Date: Thursday, February 7
Channel: '70's
Event: Magic Matt 'Celebrity Thursday' with Donald Fagen!
Time: 7:00am EST
With or without Steely Dan, Donald Fagen is a one man titan in the music world. Rarely granting radio interviews, lead singer-songwriter Fagen obliges Matt for a sit down to celebrate the release of his 'Nightfly Trilogy' set of solo works. But has Magic Matt got his hands full with a beautiful mind here, or is Fagen just having fun? Tune in and decide on Celebrity Thursday!
Date: Wednesday, February 13
Channel: Margaritaville
Event: Guest DJ
Time: 12:00 midnight EST.
Date: Saturday, February 16
Channel: Pure Jazz/72
Event: Guest DJ Donald Fagen of Steely Dan
Time: 10 pm ET
Tonight we turn the Pure Jazz controls over to Donald Fagen. A jazz fan since his early days of sneaking into the Village Vanguard, Fagen puts on his late-night-jazz-DJ hat and spins the records that have meant the most to him as a musician and a fan.
1/9/2008 'The Nightfly' Still Lives at 25
By ROBERT J. TOTH
The Wall Street Journal
One of pop music's sneakiest masterpieces has turned 25. Often, an album rises from regular best-seller to classic status because it captures the temper of its times. "Sgt. Pepper's Lonely Hearts Club Band," for instance, simply sounds like 1967, trippy and disarrayed. But "The Nightfly," the 1982 album from songwriter Donald Fagen, gives that standard a twist. Instead of evoking the early '80s, Mr. Fagen captures a different time -- the Eisenhower and Kennedy years, when America was starting to simmer but the '60s hadn't arrived in earnest. Along the way, he pulls off an unmatched bit of alchemy, blending satire and affection without letting one overwhelm the other.
If the album doesn't ring a bell, don't worry. "The Nightfly" has sold more than a million copies and shown enough staying power to get a soup-to-nuts anniversary edition in November from Reprise Records. Yet it never quite made itself inescapable. If you've heard one of the songs, it was probably either "I.G.Y.," a catalog of World's Fair forecasts about the future, or "New Frontier," a frantic, jazzy number about a "summer smoker underground" in a fallout shelter.

• _SUPPLIED INFORMATION_:
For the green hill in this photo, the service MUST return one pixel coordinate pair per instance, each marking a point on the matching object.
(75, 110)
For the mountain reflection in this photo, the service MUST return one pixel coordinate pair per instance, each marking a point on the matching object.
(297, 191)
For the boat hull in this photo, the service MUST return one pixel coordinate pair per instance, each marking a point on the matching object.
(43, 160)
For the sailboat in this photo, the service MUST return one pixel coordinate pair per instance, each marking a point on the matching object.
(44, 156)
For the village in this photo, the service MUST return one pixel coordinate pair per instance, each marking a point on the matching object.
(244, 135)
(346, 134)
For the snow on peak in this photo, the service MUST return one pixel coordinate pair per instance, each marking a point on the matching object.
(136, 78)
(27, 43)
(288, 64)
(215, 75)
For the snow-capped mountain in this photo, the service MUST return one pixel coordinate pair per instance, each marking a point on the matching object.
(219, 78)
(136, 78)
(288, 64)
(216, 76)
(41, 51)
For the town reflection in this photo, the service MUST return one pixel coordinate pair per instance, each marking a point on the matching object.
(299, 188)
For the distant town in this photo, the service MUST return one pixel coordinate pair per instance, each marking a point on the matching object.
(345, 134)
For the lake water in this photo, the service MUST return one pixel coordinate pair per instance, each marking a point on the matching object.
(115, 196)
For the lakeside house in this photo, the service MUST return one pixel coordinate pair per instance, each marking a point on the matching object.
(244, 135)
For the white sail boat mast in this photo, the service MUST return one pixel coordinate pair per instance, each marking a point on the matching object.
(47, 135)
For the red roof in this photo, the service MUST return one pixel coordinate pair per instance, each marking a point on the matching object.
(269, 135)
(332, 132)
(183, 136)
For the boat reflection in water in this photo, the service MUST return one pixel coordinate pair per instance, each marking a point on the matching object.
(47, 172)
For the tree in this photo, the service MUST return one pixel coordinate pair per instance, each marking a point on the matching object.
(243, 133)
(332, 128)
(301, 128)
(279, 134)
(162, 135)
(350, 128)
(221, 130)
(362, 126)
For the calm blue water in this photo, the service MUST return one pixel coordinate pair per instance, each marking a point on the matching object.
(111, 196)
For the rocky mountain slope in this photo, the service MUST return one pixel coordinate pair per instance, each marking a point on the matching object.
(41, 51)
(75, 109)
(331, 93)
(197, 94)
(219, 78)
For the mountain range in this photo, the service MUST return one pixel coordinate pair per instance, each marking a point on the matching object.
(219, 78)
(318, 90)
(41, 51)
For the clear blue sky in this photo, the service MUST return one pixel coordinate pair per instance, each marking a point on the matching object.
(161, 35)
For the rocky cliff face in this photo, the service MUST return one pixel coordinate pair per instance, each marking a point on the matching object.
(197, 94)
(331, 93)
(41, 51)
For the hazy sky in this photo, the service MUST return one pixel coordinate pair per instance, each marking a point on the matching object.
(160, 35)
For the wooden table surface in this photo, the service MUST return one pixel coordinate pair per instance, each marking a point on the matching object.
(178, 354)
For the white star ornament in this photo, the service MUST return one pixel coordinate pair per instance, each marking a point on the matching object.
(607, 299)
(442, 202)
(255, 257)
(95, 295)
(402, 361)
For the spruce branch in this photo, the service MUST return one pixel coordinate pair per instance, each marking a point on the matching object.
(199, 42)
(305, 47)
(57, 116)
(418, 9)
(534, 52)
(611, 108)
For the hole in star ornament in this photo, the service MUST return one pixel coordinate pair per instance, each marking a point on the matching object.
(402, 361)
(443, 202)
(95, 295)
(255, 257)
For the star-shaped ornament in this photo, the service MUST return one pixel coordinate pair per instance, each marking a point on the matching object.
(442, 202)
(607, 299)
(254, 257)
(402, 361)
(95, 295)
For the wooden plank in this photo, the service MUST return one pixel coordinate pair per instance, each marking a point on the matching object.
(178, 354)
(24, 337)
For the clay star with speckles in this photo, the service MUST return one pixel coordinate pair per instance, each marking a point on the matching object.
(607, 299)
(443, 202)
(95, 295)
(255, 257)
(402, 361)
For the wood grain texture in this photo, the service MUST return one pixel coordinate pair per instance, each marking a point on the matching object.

• _GIVEN TASK A_: Name every channel that appears in the Donald Fagen text's schedule of broadcasts.
• _GIVEN TASK B_: According to the Donald Fagen text, which record label put out the anniversary edition of "The Nightfly" in November?
• _GIVEN TASK C_: Write the next part of the Donald Fagen text, picking up after its final sentence.

• _ANSWER A_: '70's, Margaritaville, Pure Jazz/72

• _ANSWER B_: Reprise Records

• _ANSWER C_:
You might also know Mr. Fagen, who has a long history of misdirection. As the front man for the band Steely Dan, he co-wrote a decade's worth of hits that hid snarky lyrics under silky harmonies and slick musicianship. "The Nightfly," which arrived a couple of years after the band broke up, was something else altogether. For once, Mr. Fagen stopped being cryptic and opened up to his audience.
As he wrote in the liner notes, the songs "represent certain fantasies that might have been entertained by a young man growing up in the remote suburbs of a northeastern city during the late fifties and early sixties, i.e., one of my general height, weight and build." The cover adds another layer of autobiography. On the front, we see Mr. Fagen as a crew-cut deejay on the graveyard shift. On the back is his audience, a single lighted window in a row of tract homes -- or maybe the artist as a young man, drinking in inspiration.
If so, he didn't forget a thing. Throughout the record, Mr. Fagen draws on obscure corners of American pop for his musical settings -- stuff that got pushed to one side by the British Invasion and then trampled underfoot by the harder sounds of the late '60s. But he's not simply aiming at pastiche. The music always reinforces his themes of innocence and experience.
In "New Frontier," for instance, he uses cocktail-party jazz to set the story of a would-be ladies' man on the make. The music sounds as frenetic as the teenage hero's hormones, and its deliberately cheesy tone matches the kid's skin-deep sophistication. Likewise, "The Goodbye Look" uses a campy tropical backdrop -- the kind a teenager would hear on his parents' cha-cha records -- for a tale of romance and revolution on an island paradise. Mr. Fagen throws in some vocal homages, as well. "Maxine," a story of hand-wringing college romance, gets decked out with soaring harmonies worthy of the Four Freshmen.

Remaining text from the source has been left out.